The problem: Copy out the lines from the one containing "Pick out the downy" through the end of the listing, both ends included, with the requests kept as they are but each point coordinate in the answers multiplied by 2.3 and rounded to a whole number, halves going up. Leave out the pictures.

** start of Provided records **

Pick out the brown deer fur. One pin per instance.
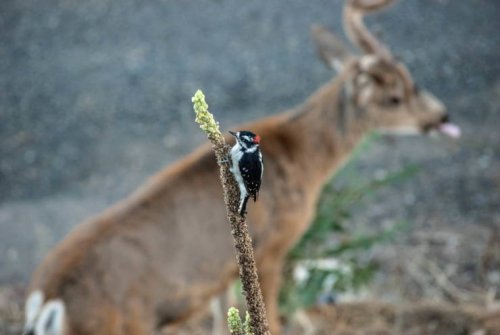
(163, 253)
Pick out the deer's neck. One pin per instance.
(328, 127)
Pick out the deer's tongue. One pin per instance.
(450, 129)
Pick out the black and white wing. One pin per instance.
(251, 170)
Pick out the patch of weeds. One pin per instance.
(320, 266)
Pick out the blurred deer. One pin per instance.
(160, 255)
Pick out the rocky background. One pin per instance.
(95, 97)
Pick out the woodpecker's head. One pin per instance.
(246, 139)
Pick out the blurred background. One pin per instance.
(95, 97)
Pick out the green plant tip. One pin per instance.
(203, 117)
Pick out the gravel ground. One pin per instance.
(95, 96)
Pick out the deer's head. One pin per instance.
(376, 82)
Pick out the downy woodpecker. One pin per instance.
(247, 166)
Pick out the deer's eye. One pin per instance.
(393, 101)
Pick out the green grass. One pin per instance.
(352, 252)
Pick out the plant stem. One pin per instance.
(239, 229)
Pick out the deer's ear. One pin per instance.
(330, 48)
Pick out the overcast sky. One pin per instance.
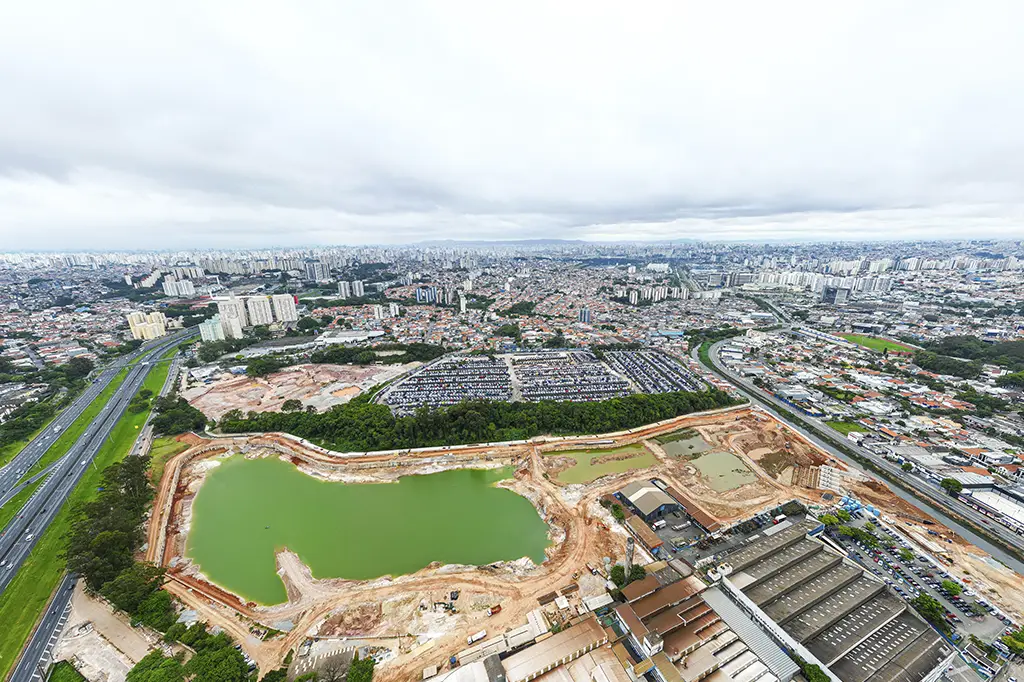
(217, 124)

** end of Provided records **

Written answer:
Pick out the downy woodpecker. One pin per instance.
(568, 382)
Pick out the deer's eye. One pin per instance.
(904, 232)
Pick out the green grass. One pin per instance.
(810, 580)
Pick out the plant stem. One pin per instance.
(550, 527)
Pick out the deer's ear. One pin per instance.
(759, 110)
Pick out the overcast sky. One pin per instance.
(499, 285)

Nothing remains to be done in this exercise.